Work to do -
1. In the Dask overview, retype the passage that begins at the words "Python-Native" and stops after the words "full PyData stack.".
2. Name every tool that the Dask overview compares Dask's dynamic task scheduling to.
3. Carry on the Dask overview from the point where it stops.

Dask is a free, flexible library for parallel computing in Python. It lets you work on arbitrarily large datasets and dramatically increases the speed of your computations. Dask is composed of two parts:
Dynamic task scheduling optimized for computation. This is similar to Airflow,
Luigi, Celery, or Make, but optimized for interactive computational
workloads.
“Big Data” collections like parallel arrays, dataframes, and lists that extend common interfaces like NumPy, pandas, or Python iterators to larger-than-memory or distributed environments. These parallel collections run on top of dynamic task schedulers.
Familiar Interface
Python has a rich ecosystem of data science libraries including numpy for arrays, pandas for dataframes, xarray for nd-data, and scikit-learn for machine learning. Dask matches those libraries.
Flexible
Sometimes your data doesn’t fit neatly in a dataframe or an array. Or maybe you have already
written a whole piece of your pipeline and you just want to make it faster. That’s what
dask.delayed
is for. Wrap any function with the dask.delayed
decorator
and it will run in parallel.
Python-Native
Dask is written in Python and runs Python for people who want to write in Python and troubleshoot in Python, along with access to the full PyData stack.
Fast
Scale up and easily run on clusters with 1000s of cores or scale down to run on a laptop in a single process. Dask simplifies the big data workflow and its excellent single-machine performance speeds up the prototyping stage, and leads to faster model deployment.
What makes up Dask
The Dask framework has a number of valuable components, including:
Data Collections
Dask has data collections that use similar API calls to popular types like pandas DataFrames and NumPy ndarrays, however on the backend they are distributed across workers. This allows users to get the speed and memory benefits of distributed computing while using the same programming styles they are used to.

[Entries pointing to named objects]
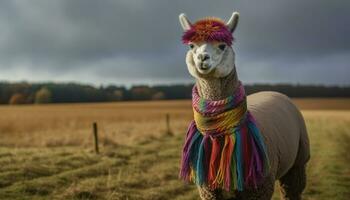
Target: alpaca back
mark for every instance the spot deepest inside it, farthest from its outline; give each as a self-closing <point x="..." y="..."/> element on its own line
<point x="281" y="125"/>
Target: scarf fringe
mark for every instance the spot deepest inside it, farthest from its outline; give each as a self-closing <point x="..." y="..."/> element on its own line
<point x="228" y="161"/>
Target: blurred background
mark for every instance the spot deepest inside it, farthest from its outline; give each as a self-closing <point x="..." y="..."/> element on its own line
<point x="66" y="65"/>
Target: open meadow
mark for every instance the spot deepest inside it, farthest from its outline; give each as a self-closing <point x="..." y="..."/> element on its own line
<point x="47" y="151"/>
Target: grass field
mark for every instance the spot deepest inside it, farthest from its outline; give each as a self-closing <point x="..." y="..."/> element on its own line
<point x="46" y="152"/>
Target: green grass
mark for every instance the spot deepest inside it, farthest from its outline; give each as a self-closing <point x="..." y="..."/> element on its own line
<point x="149" y="169"/>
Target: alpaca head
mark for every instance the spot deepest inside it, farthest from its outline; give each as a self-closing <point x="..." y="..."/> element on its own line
<point x="210" y="53"/>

Answers below -
1.
Python-Native
Dask is written in Python and runs Python for people who want to write in Python and troubleshoot in Python, along with access to the full PyData stack.

2. Airflow, Luigi, Celery, Make

3.
Task Scheduling
Dask can easily take a set of tasks which normally would have run sequentially and distribute them to a collection of workers. If you have code where tasks could be computed concurrently then you can use Dask to easily parallelize them.
Machine Learning Support
Dask can be used in many ways for machine learning. The Dask ML library provides distributed support for tasks like cross validation and hyperparameter tuning, and libraries like XGBoost and LightGBM can be run directly on a Dask cluster of workers.
Blog post: What is Dask?
Dask is more than just a framework! This article will addresses what makes Dask special and then explain in more detail how Dask works.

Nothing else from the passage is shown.